| Exercise |
Using the data below, copy every line that contains the word "thickest".

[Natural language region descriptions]

§

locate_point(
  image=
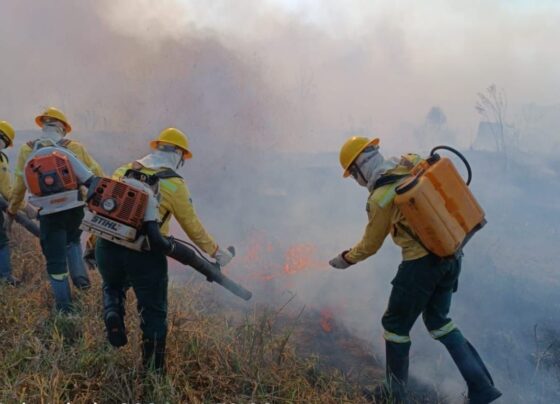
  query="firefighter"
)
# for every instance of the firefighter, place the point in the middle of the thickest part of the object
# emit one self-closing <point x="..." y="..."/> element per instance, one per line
<point x="146" y="271"/>
<point x="424" y="283"/>
<point x="60" y="232"/>
<point x="7" y="135"/>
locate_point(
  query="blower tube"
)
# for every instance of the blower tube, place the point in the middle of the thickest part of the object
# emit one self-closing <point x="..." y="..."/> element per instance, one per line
<point x="187" y="256"/>
<point x="458" y="154"/>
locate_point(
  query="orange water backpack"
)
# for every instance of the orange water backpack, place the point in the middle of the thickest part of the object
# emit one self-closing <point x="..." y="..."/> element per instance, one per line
<point x="441" y="211"/>
<point x="50" y="174"/>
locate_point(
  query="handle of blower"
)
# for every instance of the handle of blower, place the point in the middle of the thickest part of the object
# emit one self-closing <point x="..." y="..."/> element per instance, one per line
<point x="211" y="270"/>
<point x="458" y="154"/>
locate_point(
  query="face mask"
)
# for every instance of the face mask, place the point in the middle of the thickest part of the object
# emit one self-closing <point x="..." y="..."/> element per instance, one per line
<point x="163" y="159"/>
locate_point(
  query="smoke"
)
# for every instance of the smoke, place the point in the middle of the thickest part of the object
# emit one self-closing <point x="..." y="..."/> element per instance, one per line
<point x="268" y="90"/>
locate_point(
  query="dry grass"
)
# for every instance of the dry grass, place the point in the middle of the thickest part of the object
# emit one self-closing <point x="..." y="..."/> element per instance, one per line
<point x="212" y="357"/>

§

| Task response |
# for every instance of the firefighter, place the point in the middle of the thickest part of the object
# for every instance of the blower tube, place the point in the middle of the thickest part of the object
# for every instance of the orange water backpack, place the point in the middle of the thickest part of the object
# for every instance of the handle of blower, place the point in the middle of the thickest part of the object
# for every instance of the face mask, place the point in the middle of the thickest part of the object
# for every instance of the smoke, place the point in the middle of the thickest part of the object
# for every instance of the dry grass, place the point in the middle of the thickest part of the object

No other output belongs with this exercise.